══ Material supplied ══

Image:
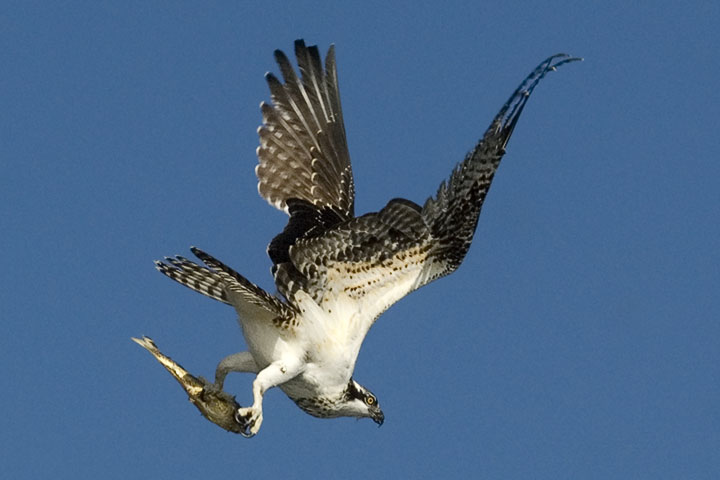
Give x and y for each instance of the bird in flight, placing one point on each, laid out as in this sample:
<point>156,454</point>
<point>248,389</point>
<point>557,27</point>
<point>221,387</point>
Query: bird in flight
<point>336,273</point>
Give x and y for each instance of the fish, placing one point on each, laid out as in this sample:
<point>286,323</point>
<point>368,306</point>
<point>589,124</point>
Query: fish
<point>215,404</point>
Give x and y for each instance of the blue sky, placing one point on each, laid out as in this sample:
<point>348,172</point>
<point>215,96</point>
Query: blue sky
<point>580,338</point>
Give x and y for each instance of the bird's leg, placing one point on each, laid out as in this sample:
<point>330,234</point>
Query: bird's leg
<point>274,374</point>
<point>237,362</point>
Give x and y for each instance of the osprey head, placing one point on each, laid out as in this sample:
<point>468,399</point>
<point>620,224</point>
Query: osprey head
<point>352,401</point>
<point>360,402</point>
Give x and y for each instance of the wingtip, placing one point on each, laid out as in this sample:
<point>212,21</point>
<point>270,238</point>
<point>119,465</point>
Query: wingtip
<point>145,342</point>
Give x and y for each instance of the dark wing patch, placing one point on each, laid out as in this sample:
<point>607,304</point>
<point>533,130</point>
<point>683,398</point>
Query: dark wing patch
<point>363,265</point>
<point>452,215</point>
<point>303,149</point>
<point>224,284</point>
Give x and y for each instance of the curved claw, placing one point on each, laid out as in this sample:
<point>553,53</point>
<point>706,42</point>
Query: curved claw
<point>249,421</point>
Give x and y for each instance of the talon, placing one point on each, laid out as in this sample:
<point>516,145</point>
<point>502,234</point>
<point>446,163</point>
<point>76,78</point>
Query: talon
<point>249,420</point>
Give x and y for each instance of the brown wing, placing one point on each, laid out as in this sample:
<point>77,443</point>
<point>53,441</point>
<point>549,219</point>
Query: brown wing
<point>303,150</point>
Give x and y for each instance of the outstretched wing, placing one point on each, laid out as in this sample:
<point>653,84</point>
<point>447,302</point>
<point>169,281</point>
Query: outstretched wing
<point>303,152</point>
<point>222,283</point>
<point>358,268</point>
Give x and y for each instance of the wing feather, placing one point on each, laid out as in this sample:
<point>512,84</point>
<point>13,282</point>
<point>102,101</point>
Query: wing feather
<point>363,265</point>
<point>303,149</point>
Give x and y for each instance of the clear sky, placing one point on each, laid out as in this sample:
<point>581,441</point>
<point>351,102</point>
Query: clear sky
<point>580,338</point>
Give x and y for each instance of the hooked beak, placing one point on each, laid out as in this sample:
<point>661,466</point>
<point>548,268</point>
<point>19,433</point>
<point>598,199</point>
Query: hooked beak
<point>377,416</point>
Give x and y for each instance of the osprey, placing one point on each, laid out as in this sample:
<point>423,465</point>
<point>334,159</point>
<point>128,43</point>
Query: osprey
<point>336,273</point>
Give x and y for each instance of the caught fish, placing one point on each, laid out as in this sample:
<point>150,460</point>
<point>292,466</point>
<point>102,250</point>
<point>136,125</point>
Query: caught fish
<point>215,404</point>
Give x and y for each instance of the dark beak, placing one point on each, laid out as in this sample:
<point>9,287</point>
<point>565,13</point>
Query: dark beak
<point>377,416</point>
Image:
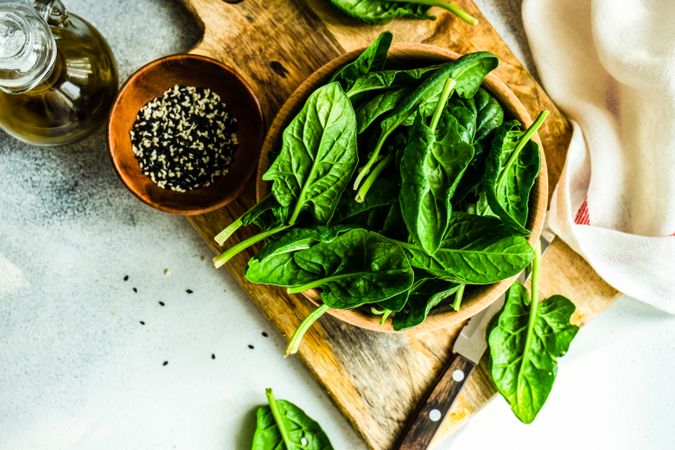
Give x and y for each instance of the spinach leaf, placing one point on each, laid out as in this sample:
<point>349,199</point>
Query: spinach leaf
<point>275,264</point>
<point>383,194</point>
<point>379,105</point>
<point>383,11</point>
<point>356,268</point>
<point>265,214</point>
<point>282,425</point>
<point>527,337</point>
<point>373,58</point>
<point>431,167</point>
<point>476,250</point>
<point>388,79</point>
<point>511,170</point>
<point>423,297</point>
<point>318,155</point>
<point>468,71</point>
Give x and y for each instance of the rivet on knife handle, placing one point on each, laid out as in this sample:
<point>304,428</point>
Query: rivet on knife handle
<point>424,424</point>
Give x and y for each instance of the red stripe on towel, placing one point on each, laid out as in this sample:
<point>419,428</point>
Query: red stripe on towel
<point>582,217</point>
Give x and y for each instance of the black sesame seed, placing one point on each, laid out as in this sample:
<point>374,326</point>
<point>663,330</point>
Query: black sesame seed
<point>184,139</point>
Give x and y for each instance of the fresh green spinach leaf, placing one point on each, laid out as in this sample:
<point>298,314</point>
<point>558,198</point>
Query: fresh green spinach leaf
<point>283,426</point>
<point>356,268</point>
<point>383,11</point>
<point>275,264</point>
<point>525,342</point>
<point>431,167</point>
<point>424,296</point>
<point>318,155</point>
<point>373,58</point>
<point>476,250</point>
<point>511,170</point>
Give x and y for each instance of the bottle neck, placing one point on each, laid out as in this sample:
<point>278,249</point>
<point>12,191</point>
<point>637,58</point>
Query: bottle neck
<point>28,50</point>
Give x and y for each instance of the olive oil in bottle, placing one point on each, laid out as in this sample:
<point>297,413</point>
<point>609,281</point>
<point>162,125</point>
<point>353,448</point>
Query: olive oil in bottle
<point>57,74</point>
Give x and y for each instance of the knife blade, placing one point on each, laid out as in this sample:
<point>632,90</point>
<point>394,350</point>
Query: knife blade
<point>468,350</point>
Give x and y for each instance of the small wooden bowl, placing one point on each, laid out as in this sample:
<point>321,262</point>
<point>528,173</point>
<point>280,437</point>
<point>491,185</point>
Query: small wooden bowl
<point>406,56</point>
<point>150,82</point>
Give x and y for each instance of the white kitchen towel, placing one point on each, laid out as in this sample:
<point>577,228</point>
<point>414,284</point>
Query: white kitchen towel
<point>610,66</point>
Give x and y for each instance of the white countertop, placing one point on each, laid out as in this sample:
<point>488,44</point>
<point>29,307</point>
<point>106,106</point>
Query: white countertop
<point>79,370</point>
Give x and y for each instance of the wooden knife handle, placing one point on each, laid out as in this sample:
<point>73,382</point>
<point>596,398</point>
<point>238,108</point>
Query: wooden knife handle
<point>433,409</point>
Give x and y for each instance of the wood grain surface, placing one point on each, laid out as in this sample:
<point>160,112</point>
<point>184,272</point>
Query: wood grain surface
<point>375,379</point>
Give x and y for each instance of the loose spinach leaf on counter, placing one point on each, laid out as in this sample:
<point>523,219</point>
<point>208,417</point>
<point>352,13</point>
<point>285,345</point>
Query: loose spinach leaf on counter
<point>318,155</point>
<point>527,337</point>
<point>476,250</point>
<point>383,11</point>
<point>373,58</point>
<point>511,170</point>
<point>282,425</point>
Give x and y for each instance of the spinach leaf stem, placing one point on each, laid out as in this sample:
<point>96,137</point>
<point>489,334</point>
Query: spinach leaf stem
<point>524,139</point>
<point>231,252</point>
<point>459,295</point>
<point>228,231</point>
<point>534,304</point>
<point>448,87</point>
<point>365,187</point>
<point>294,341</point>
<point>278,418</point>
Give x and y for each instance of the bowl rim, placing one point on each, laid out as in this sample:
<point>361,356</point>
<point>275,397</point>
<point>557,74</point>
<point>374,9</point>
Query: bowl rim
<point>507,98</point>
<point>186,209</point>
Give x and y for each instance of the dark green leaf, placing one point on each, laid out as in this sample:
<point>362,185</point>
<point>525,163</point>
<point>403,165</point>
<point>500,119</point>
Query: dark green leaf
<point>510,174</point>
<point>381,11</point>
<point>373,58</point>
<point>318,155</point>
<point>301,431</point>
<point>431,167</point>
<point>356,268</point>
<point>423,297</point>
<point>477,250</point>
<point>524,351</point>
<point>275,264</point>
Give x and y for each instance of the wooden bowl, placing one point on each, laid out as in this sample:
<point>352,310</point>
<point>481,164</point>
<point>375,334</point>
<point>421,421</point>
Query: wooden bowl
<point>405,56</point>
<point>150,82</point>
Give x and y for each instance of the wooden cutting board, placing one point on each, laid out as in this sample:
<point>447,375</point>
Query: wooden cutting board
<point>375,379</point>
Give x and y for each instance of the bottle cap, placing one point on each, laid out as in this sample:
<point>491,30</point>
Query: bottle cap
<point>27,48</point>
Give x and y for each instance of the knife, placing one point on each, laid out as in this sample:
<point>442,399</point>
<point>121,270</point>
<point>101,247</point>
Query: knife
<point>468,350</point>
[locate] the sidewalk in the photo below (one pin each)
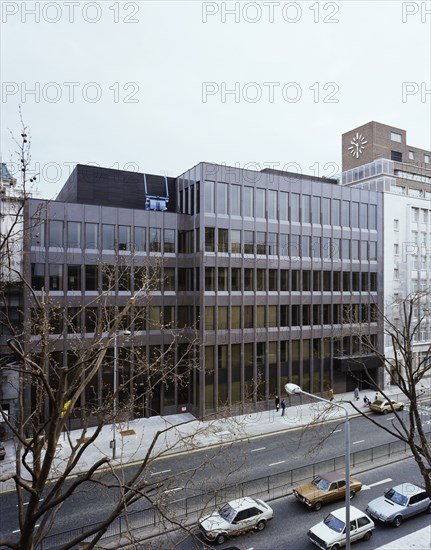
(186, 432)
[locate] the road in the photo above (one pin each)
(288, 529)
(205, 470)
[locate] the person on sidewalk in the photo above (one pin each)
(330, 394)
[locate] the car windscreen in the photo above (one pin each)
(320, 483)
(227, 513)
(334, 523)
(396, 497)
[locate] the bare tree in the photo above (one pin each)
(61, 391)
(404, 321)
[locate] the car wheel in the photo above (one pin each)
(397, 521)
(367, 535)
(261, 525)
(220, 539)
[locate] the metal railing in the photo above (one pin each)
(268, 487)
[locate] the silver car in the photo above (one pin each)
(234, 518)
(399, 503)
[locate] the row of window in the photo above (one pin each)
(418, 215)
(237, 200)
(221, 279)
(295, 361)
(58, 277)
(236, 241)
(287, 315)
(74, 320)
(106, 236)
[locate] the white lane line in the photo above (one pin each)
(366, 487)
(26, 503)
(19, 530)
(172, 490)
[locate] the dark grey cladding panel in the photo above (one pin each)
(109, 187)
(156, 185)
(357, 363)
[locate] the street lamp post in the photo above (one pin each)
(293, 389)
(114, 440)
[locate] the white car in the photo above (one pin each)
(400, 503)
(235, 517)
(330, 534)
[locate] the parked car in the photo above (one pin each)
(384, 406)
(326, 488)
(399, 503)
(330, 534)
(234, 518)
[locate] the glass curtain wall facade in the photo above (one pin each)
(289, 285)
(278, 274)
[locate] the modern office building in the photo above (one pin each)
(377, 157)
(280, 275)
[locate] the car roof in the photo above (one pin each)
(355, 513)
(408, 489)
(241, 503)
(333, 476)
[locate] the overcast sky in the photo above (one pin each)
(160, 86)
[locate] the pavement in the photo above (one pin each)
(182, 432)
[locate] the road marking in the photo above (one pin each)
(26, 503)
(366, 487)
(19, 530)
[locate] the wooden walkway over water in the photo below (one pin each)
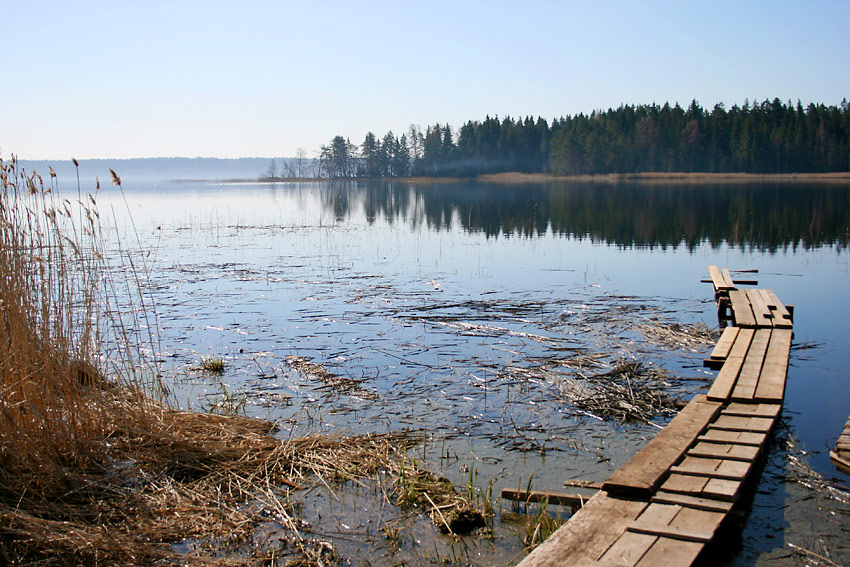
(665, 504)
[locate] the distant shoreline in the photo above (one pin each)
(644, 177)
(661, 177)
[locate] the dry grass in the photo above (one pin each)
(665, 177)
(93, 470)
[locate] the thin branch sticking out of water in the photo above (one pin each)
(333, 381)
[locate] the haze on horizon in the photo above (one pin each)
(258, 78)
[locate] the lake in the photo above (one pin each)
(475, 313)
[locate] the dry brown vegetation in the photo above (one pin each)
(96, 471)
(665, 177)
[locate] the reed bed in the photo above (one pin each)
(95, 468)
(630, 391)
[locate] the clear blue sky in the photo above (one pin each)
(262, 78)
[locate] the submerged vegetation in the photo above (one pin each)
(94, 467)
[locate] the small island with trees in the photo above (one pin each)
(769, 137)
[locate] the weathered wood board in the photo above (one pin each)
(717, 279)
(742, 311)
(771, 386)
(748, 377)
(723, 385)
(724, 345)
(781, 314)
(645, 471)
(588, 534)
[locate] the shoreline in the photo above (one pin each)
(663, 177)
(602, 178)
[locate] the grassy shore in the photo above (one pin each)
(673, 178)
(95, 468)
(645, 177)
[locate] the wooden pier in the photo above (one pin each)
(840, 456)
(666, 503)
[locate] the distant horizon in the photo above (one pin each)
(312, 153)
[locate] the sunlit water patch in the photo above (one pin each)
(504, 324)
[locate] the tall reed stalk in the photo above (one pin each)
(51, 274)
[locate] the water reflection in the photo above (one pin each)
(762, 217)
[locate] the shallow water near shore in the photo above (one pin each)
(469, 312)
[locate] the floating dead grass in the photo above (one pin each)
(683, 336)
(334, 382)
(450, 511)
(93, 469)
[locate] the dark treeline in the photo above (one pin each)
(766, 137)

═══

- _What is expected_: Above are records; write out the lines from the one with "<point>102,250</point>" down to the one with "<point>349,199</point>", exactly, leaving the pictures out.

- _Exercise output_:
<point>102,250</point>
<point>136,125</point>
Query: caught fish
<point>215,404</point>
Give x and y for each instance of the dark beak, placing one point on each, laid out as in this sample:
<point>9,287</point>
<point>565,13</point>
Query: dark beak
<point>377,416</point>
Image:
Give x and y for each instance of the spinach leaf, placing one point on each, laid out as in this sample:
<point>349,199</point>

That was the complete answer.